What you have to do: Each line from the one that includes "the donkey, the" to the last line of the data below should be set down exactly; no other lines are wanted.

====== Dataset content ======

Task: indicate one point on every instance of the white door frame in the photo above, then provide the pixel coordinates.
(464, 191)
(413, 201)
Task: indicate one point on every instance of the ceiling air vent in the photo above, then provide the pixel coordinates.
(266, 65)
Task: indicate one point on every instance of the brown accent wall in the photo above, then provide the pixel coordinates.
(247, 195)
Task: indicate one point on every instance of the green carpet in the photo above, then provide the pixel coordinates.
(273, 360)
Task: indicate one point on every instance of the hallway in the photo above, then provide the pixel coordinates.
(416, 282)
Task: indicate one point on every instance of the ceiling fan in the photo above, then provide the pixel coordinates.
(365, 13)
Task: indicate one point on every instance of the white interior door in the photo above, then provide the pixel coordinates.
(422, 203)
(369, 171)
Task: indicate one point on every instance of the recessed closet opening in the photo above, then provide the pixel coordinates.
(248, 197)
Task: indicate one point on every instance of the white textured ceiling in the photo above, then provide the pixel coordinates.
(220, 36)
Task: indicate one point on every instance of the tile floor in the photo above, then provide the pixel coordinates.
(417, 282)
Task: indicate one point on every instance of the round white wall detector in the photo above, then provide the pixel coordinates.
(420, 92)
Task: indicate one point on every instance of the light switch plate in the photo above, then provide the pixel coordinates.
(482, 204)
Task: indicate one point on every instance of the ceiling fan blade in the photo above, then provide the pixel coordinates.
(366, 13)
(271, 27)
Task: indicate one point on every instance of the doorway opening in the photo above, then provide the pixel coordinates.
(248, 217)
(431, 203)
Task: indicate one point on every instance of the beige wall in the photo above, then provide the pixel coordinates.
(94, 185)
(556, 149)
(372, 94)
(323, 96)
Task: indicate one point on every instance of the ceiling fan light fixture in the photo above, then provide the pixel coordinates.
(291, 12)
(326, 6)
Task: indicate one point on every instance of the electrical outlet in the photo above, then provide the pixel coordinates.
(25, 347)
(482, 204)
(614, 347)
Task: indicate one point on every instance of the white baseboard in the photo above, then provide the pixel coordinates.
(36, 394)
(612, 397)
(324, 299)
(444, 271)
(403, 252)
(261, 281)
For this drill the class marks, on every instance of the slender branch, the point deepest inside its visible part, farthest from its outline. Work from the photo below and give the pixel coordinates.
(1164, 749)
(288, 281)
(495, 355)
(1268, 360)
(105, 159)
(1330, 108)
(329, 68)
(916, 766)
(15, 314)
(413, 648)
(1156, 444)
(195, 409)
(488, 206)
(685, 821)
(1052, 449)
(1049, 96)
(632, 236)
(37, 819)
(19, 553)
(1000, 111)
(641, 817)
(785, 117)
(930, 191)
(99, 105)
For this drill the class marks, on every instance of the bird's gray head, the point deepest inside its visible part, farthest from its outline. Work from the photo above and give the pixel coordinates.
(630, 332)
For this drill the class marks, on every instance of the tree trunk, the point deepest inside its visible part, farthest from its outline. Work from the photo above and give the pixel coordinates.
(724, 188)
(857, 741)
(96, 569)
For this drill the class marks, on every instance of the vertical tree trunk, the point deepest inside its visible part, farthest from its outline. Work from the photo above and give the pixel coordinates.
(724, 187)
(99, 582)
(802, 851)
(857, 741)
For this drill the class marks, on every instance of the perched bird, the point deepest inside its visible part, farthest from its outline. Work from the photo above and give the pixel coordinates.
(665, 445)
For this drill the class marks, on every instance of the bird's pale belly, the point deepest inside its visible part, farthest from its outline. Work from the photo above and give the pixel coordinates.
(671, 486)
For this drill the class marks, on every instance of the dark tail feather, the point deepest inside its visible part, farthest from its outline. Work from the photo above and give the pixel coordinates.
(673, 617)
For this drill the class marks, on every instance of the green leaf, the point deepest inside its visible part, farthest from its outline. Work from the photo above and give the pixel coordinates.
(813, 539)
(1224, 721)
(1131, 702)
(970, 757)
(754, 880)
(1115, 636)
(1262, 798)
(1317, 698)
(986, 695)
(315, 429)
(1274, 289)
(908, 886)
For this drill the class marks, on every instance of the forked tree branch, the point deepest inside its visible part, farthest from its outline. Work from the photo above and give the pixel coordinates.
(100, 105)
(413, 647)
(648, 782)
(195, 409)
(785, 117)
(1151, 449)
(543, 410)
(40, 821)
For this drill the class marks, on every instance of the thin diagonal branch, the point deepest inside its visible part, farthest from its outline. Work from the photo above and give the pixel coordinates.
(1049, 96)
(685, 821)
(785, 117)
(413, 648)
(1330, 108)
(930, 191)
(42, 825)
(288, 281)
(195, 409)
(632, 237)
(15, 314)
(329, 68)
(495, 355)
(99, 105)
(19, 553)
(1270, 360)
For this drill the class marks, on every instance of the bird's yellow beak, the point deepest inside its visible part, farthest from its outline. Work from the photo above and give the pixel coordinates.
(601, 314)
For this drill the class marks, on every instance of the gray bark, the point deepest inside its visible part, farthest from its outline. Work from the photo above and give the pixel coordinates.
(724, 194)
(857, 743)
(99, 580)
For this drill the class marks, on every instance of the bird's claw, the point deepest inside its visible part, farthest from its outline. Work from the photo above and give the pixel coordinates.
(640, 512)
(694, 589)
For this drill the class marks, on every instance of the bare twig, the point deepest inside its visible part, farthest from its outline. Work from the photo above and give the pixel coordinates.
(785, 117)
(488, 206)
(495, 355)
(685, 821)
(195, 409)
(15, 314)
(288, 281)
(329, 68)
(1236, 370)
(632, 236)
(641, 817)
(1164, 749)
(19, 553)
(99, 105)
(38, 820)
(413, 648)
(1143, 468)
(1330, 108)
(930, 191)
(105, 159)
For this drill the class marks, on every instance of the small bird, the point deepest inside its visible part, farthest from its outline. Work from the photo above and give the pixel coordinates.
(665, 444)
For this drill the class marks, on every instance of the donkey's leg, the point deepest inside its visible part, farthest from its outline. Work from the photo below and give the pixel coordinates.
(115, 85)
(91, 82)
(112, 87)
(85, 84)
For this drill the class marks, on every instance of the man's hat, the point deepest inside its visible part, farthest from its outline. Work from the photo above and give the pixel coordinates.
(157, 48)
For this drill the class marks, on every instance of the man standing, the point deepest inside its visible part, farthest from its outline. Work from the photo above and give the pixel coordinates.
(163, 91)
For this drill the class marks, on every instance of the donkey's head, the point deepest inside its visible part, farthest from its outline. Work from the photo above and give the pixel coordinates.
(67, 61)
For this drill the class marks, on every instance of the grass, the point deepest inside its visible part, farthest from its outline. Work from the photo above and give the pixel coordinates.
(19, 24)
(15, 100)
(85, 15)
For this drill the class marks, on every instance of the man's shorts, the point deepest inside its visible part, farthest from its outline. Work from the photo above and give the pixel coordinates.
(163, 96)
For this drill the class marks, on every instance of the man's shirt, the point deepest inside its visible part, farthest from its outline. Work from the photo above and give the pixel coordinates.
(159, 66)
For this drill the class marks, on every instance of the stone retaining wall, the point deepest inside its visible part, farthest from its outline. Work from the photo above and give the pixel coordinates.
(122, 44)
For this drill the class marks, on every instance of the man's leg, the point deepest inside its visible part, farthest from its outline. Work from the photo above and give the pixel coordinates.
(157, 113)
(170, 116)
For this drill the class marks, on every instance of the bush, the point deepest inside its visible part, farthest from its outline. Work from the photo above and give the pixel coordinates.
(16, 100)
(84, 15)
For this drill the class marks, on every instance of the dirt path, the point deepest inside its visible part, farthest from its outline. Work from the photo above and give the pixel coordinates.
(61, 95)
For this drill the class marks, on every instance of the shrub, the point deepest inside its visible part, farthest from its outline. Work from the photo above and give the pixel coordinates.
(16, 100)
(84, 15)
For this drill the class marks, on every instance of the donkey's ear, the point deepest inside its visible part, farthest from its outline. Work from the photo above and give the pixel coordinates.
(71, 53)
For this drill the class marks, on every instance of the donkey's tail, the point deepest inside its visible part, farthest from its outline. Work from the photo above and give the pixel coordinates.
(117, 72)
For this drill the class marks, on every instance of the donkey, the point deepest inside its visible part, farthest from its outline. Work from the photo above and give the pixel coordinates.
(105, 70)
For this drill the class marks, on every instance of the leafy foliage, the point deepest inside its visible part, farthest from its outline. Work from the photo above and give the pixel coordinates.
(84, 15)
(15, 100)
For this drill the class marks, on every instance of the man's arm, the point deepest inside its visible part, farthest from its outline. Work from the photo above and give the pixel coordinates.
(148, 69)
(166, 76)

======

Output for this exercise:
For this drill the class marks, on every instance of the donkey, the point deepest inside its visible part, farthest from its outline. Work from the photo above and give the pixel coordinates.
(105, 70)
For this drill the class marks, on every instance of the leafy foliage, the point deepest inside its visible part, farthest from its outline. Work from the photo above and give the pixel coordinates.
(84, 15)
(15, 100)
For this drill the class marks, on every instance of the man's arm, the point deepest inside its visible part, farthest from its outline. Work from the photo above and give the pixel coordinates.
(148, 69)
(166, 76)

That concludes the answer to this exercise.